#### [EXERCISE OBJECTIVE]
Exactly reproduce the lines from the line that has "If you could tag the still" down to the last line of the entries, inclusive.

#### [MATERIAL FOR THE TASK]
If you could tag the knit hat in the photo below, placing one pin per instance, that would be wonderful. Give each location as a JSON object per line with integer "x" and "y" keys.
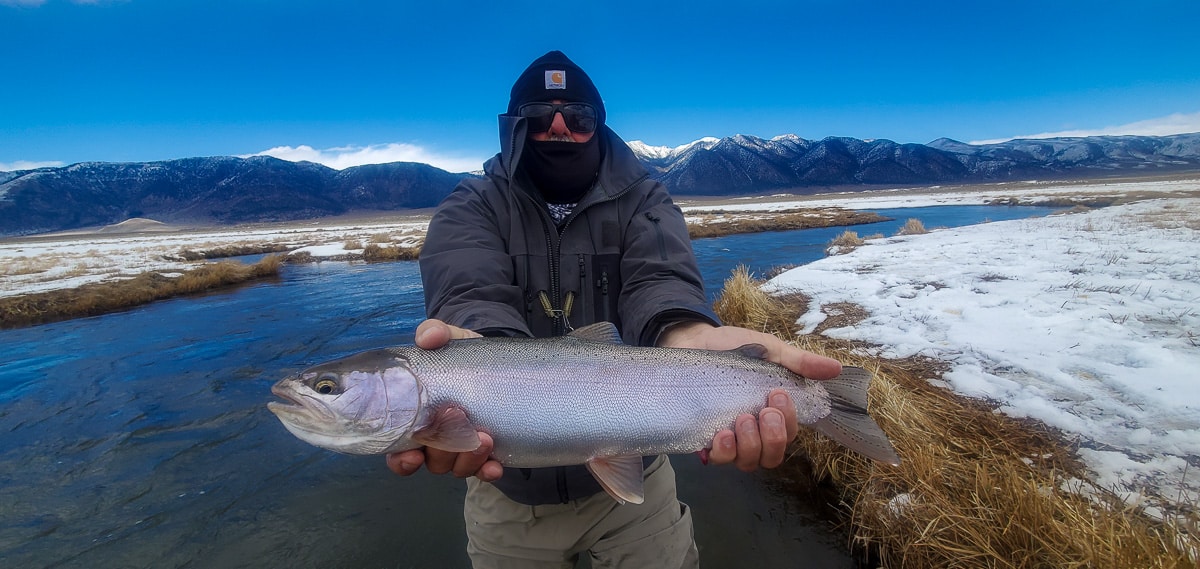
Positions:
{"x": 553, "y": 76}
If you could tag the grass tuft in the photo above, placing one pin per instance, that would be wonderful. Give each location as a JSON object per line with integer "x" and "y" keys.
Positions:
{"x": 742, "y": 222}
{"x": 912, "y": 227}
{"x": 977, "y": 489}
{"x": 375, "y": 252}
{"x": 843, "y": 244}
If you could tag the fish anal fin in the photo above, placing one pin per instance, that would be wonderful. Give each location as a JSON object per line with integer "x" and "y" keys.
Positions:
{"x": 753, "y": 351}
{"x": 600, "y": 331}
{"x": 619, "y": 475}
{"x": 450, "y": 431}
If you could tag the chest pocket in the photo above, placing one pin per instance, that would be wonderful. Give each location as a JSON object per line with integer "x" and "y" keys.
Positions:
{"x": 606, "y": 282}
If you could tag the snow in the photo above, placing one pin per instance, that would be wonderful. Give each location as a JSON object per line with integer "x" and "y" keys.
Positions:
{"x": 1027, "y": 192}
{"x": 1086, "y": 322}
{"x": 72, "y": 259}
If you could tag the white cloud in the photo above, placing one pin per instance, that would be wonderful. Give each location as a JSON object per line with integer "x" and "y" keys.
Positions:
{"x": 377, "y": 154}
{"x": 1162, "y": 126}
{"x": 25, "y": 165}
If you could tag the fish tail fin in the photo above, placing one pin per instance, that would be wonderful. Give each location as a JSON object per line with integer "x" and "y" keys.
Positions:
{"x": 847, "y": 421}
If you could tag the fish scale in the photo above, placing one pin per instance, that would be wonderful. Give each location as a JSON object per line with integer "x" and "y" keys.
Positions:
{"x": 569, "y": 400}
{"x": 562, "y": 401}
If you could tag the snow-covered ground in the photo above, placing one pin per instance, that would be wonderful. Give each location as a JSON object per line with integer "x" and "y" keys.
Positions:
{"x": 76, "y": 258}
{"x": 1087, "y": 322}
{"x": 1026, "y": 192}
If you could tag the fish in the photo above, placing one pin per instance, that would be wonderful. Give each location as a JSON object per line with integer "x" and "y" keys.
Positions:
{"x": 581, "y": 399}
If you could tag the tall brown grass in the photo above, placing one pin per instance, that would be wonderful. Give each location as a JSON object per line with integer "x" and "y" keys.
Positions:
{"x": 912, "y": 227}
{"x": 373, "y": 253}
{"x": 781, "y": 221}
{"x": 113, "y": 295}
{"x": 977, "y": 489}
{"x": 845, "y": 243}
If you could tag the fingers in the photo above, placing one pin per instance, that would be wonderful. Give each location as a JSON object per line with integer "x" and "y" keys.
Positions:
{"x": 749, "y": 444}
{"x": 463, "y": 465}
{"x": 433, "y": 334}
{"x": 757, "y": 442}
{"x": 407, "y": 462}
{"x": 706, "y": 336}
{"x": 778, "y": 399}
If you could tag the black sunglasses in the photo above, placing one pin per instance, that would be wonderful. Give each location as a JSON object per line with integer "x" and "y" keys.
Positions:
{"x": 579, "y": 117}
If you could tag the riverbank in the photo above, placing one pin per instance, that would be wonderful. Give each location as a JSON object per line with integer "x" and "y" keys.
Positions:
{"x": 85, "y": 273}
{"x": 1037, "y": 377}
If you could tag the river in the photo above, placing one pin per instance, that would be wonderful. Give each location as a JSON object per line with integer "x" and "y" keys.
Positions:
{"x": 141, "y": 438}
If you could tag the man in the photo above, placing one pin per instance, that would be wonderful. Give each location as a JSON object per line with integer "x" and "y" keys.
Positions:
{"x": 567, "y": 229}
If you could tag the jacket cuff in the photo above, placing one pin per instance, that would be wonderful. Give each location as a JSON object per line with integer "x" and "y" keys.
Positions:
{"x": 663, "y": 321}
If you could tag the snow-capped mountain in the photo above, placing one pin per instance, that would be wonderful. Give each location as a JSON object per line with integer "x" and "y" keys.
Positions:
{"x": 229, "y": 190}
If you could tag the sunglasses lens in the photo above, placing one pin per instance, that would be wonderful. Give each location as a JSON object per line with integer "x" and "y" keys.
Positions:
{"x": 540, "y": 115}
{"x": 579, "y": 117}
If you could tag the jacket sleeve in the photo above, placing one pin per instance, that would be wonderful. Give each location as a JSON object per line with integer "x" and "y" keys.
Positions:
{"x": 663, "y": 283}
{"x": 466, "y": 270}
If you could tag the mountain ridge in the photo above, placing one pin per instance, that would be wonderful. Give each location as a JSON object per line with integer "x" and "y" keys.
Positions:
{"x": 231, "y": 190}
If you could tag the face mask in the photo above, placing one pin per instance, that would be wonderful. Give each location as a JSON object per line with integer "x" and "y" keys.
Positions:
{"x": 562, "y": 171}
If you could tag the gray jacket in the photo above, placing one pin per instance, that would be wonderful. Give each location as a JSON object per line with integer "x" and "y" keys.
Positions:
{"x": 495, "y": 262}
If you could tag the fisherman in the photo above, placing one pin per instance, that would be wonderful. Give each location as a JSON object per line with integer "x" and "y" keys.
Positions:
{"x": 564, "y": 229}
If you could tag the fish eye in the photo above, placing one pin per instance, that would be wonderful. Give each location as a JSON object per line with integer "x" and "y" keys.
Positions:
{"x": 325, "y": 385}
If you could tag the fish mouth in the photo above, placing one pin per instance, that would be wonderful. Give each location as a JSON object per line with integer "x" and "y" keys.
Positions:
{"x": 297, "y": 407}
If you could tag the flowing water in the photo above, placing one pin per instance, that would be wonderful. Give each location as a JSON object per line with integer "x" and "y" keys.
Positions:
{"x": 142, "y": 438}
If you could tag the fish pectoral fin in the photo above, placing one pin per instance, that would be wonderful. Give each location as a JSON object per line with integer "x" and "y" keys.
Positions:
{"x": 600, "y": 331}
{"x": 847, "y": 421}
{"x": 450, "y": 431}
{"x": 619, "y": 475}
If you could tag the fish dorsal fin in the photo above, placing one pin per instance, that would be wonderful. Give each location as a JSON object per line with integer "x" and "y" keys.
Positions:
{"x": 600, "y": 331}
{"x": 753, "y": 351}
{"x": 619, "y": 475}
{"x": 449, "y": 431}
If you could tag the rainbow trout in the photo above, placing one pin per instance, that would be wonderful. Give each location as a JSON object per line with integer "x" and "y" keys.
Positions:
{"x": 581, "y": 399}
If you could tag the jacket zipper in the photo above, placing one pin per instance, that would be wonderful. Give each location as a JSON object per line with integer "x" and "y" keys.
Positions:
{"x": 658, "y": 231}
{"x": 604, "y": 294}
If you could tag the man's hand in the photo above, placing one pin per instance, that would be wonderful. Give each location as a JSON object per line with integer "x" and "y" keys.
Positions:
{"x": 431, "y": 335}
{"x": 755, "y": 441}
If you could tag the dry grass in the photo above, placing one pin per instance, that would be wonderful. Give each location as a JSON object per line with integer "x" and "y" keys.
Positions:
{"x": 845, "y": 243}
{"x": 912, "y": 227}
{"x": 977, "y": 489}
{"x": 373, "y": 253}
{"x": 234, "y": 251}
{"x": 742, "y": 222}
{"x": 113, "y": 295}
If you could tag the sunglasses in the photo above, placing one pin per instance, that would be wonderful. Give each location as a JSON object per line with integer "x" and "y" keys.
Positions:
{"x": 579, "y": 117}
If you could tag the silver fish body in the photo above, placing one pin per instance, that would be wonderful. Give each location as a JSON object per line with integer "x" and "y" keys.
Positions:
{"x": 570, "y": 400}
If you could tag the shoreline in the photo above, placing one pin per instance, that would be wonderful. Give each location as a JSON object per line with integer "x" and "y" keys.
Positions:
{"x": 51, "y": 263}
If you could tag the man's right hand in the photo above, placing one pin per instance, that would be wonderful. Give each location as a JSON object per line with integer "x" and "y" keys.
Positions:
{"x": 431, "y": 335}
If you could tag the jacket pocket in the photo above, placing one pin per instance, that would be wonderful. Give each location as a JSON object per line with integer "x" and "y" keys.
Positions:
{"x": 605, "y": 279}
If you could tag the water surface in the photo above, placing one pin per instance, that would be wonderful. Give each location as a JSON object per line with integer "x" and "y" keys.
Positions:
{"x": 141, "y": 438}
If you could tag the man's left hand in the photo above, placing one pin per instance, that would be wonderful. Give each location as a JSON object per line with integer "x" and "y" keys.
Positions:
{"x": 755, "y": 441}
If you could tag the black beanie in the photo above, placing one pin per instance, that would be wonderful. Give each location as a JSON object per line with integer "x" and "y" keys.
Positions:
{"x": 553, "y": 76}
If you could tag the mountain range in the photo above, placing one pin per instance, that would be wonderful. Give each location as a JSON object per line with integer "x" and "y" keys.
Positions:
{"x": 228, "y": 190}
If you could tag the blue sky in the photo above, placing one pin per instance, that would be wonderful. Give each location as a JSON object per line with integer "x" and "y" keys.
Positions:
{"x": 352, "y": 82}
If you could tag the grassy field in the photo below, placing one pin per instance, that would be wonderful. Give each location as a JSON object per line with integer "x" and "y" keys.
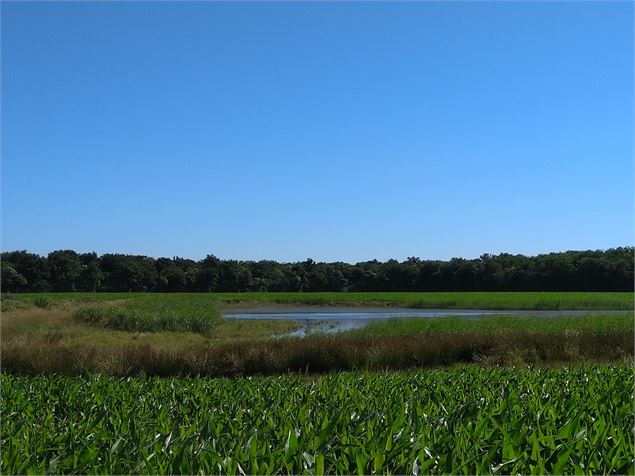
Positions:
{"x": 500, "y": 325}
{"x": 466, "y": 420}
{"x": 451, "y": 300}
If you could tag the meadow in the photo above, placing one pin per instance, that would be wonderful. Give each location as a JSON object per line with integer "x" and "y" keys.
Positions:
{"x": 467, "y": 420}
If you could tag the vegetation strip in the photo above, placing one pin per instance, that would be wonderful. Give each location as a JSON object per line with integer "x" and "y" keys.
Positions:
{"x": 465, "y": 420}
{"x": 67, "y": 270}
{"x": 197, "y": 302}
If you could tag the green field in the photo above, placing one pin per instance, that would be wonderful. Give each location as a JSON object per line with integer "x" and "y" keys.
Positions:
{"x": 617, "y": 322}
{"x": 448, "y": 300}
{"x": 464, "y": 420}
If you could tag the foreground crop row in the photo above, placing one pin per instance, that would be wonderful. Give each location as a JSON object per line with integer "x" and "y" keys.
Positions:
{"x": 463, "y": 420}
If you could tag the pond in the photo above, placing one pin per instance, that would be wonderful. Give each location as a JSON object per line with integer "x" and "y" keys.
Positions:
{"x": 316, "y": 319}
{"x": 329, "y": 320}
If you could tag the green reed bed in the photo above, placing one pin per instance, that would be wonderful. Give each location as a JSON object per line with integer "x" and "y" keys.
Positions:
{"x": 152, "y": 313}
{"x": 441, "y": 300}
{"x": 463, "y": 420}
{"x": 600, "y": 323}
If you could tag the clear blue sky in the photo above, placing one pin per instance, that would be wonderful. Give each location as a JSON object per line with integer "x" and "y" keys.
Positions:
{"x": 345, "y": 131}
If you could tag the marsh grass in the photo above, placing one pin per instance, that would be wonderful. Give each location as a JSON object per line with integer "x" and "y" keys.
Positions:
{"x": 151, "y": 313}
{"x": 618, "y": 322}
{"x": 320, "y": 354}
{"x": 431, "y": 300}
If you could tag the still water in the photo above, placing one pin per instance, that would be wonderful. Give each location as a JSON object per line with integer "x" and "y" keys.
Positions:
{"x": 311, "y": 322}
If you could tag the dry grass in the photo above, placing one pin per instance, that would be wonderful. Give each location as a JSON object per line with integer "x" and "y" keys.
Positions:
{"x": 316, "y": 354}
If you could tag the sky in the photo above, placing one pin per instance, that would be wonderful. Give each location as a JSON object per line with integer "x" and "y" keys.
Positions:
{"x": 336, "y": 131}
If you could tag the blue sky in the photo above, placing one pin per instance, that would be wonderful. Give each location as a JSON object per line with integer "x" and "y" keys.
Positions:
{"x": 337, "y": 131}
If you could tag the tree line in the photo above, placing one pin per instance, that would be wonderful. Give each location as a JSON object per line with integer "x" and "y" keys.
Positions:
{"x": 67, "y": 270}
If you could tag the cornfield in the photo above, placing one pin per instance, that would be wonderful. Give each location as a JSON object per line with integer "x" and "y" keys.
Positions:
{"x": 460, "y": 420}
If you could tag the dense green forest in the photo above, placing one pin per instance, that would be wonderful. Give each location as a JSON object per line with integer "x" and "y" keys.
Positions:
{"x": 67, "y": 270}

#### [TASK OUTPUT]
If you could tag the still water in the photo above, placing one pin per instance, that would be wonderful. Give each location as a JSON object per line with integer "x" and "y" keys.
Positions:
{"x": 311, "y": 322}
If you could tag the dry grass in the photo above, placing one pin per instance, that would be wonderful. Give each location as a JSON object per line with integer "x" and "y" keys.
Positions:
{"x": 316, "y": 354}
If you could tag the sky in the photo above, placing one pin per instance, that would be wonderful. Give each location as a JSON object per line with integer "x" and "y" keys.
Positions:
{"x": 336, "y": 131}
If you could tag the blue sky in the photo above, placing one pin per instance, that would be wonderful. Give each location as a JSON object per line with integer "x" and "y" keys.
Positions:
{"x": 337, "y": 131}
If you could tag the tree line in the photo above, placing one pin per instance, that would be wonderful. Give each location as a JSON object per line with integer "x" and "y" keys.
Positions:
{"x": 67, "y": 270}
If you could tag the cornfield in the photo above, placing one pin per instance, that would be wonderful. Give each location as a JSON object per line with integer "x" and "y" keys.
Positions:
{"x": 460, "y": 420}
If you could tag the dense green forest in the photo above, placing one pin per instance, that would be wonderful. Give each location as a JSON object per line with integer "x" and "y" keys.
Positions:
{"x": 67, "y": 270}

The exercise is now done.